### Exercise data
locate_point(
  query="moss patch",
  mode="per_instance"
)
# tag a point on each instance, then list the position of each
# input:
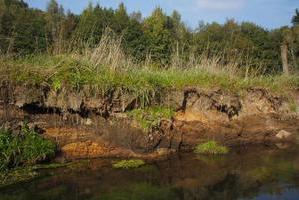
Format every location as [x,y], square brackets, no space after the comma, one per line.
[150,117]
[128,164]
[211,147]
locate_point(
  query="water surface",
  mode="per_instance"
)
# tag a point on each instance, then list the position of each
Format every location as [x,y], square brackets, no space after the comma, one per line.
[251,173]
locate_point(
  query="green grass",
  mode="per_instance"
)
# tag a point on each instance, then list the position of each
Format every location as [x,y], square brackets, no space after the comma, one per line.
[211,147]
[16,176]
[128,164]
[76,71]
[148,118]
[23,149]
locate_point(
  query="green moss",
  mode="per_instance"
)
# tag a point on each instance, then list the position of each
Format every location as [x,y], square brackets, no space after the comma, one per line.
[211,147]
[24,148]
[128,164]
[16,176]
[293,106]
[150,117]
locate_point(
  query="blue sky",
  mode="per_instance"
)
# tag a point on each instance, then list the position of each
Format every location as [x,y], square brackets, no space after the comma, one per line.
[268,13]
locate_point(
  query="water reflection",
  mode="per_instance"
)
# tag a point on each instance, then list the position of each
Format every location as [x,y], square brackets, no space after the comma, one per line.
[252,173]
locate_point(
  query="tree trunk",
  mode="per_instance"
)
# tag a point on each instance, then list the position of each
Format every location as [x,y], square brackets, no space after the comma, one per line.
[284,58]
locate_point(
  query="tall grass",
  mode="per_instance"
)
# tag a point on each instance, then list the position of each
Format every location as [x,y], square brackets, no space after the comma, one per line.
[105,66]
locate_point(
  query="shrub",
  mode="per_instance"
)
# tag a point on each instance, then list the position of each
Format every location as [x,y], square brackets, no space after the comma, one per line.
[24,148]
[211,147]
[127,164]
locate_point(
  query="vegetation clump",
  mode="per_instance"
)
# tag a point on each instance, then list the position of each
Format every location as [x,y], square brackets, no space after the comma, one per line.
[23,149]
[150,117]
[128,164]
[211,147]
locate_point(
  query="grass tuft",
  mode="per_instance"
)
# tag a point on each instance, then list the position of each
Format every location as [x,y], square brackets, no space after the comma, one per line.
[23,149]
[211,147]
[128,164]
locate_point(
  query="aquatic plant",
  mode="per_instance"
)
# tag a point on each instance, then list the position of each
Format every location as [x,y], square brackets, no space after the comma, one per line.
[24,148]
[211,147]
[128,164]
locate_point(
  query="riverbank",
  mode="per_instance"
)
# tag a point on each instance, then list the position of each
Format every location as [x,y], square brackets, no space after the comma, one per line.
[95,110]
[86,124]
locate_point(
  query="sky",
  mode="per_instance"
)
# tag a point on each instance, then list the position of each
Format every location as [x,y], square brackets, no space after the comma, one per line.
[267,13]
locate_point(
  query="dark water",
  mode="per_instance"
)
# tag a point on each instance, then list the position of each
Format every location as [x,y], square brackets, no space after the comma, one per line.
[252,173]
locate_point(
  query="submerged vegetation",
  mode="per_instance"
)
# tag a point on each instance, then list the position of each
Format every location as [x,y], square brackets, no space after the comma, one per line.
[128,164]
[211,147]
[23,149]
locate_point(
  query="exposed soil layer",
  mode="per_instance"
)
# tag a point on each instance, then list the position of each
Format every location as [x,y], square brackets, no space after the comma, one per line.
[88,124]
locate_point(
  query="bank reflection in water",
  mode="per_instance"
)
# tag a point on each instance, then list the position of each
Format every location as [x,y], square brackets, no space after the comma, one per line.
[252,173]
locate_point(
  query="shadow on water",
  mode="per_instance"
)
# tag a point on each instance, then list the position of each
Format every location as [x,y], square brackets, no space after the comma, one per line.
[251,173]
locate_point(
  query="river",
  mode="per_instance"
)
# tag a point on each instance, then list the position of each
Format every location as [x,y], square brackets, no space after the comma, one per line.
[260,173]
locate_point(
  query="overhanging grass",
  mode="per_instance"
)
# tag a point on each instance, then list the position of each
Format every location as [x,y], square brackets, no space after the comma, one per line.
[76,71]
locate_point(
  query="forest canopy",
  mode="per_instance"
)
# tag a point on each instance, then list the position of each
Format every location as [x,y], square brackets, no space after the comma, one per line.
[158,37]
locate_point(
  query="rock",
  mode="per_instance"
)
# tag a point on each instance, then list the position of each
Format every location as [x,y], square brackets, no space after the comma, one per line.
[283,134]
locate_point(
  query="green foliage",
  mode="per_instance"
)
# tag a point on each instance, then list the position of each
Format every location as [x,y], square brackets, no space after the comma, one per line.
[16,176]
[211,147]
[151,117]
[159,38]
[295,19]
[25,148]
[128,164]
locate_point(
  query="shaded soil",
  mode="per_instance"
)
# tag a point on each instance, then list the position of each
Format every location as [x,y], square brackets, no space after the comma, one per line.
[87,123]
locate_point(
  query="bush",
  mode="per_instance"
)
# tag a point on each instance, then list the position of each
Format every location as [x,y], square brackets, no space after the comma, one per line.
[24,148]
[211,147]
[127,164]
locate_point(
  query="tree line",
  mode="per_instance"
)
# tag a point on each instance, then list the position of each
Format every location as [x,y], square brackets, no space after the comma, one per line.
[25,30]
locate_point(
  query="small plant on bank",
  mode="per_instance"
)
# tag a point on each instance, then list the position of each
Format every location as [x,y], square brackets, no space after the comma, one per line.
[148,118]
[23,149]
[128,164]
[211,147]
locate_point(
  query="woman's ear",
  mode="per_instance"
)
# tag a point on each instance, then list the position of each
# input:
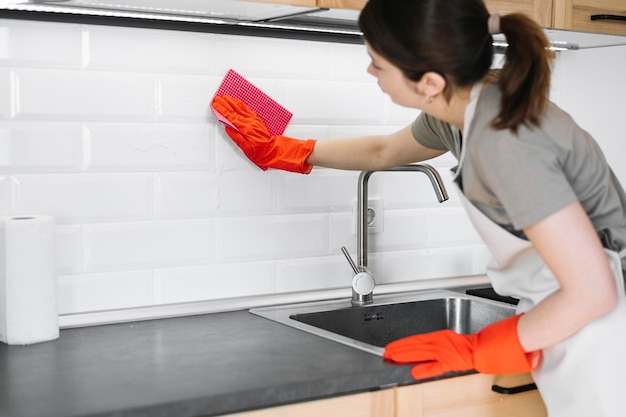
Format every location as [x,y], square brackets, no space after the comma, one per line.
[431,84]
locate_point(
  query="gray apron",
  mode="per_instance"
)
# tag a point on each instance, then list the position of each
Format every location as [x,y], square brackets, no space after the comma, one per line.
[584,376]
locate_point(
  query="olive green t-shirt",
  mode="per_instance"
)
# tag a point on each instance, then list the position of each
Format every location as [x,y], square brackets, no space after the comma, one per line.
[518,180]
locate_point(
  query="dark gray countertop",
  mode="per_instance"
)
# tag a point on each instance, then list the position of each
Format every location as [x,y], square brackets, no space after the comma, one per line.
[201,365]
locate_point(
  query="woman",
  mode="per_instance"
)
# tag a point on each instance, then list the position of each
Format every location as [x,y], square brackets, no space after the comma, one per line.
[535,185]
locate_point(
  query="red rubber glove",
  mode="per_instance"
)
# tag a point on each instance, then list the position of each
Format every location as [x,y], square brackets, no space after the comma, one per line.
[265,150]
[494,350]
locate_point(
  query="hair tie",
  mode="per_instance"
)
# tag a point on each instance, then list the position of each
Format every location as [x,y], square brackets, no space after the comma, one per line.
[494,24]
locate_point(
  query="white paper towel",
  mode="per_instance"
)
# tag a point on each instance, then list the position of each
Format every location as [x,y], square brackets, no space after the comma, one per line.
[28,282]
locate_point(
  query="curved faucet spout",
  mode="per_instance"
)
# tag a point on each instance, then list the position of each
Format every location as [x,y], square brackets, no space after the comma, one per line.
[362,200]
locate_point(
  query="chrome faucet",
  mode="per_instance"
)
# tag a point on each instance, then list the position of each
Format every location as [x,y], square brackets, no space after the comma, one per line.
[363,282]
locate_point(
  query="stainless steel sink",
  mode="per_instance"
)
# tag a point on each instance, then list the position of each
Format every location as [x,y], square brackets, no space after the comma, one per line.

### Assigned task
Please copy out every line in the listing that has the string "dark".

### Solution to this task
  query="dark water",
  query="dark gray countertop",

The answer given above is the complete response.